BEGIN Article

Methods of teaching speech
— Listen to the
phrases and repeat them. The teacher says: on the table,, in the box, near the
blackboard.
— Listen to the
sentences and repeat them. (The teacher says: I like tea. Ann doesn't like
tea. She likes milk.)
— Listen to the
sentences and repeat them in the same sequence. (The teacher says: In the
evening we have tea. I like it very much. The teacher may increase the
number of sentences for pupils to memorize.)
(b) exercises which
are designed for developing pupils' attention:
— Listen to the
following text: I have a sister. Her name is Ann. Mike has no sister. He has a
brother.
Now say what is the name
of Mike's sister.
— Listen to the
text. (The text follows.) Now say which sentence was omitted (added) when you
listened to it a second time.
(c) exercises which
develop pupils' visual imagination:
— Listen to the
following definition and give it a name: We write with it on the blackboard.
We take it when it rains.
— Listen and say
which season it is: It is cold. It often snows. Children can skate and ski.
(d) exercises which help
the teacher to develop his pupils' logical thinking:
— Listen to the
sentences and say whether they are logically arranged: Her name is
Mary. This is a girl.
Drill exercises are quite
indispensable to developing pupils' skills in listening comprehension.
Speech exercises are
designed for developing pupils' skills in auding. Several groups of exercises
may be suggested:
1. Exercises which
teach pupils to understand texts different in content, form, and type. Pupils are
asked to listen to a description or a narration; the text may be a dialogue, it
may deal with the life of people whose language the pupils study, or with the
pupils' environment.
— Listen to the
story. Your task is to define its main idea. You should choose one among those
suggested by the teacher.

END Article
BEGIN Given data

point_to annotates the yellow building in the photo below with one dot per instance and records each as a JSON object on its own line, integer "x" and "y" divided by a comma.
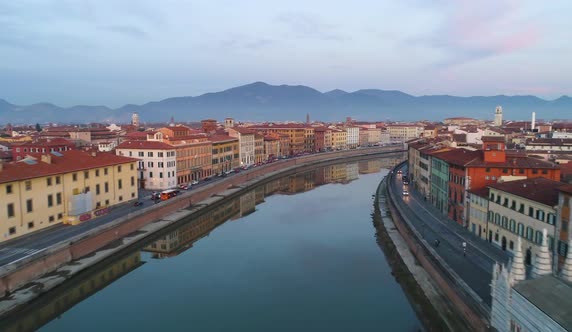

END Given data

Directive: For each of the lettered exercise groups (b), (c), and (d) in the text on methods of teaching speech, state what that group is meant to develop. The data above has no connection to the text on methods of teaching speech.

Task output:
(b) pupils' attention
(c) pupils' visual imagination
(d) pupils' logical thinking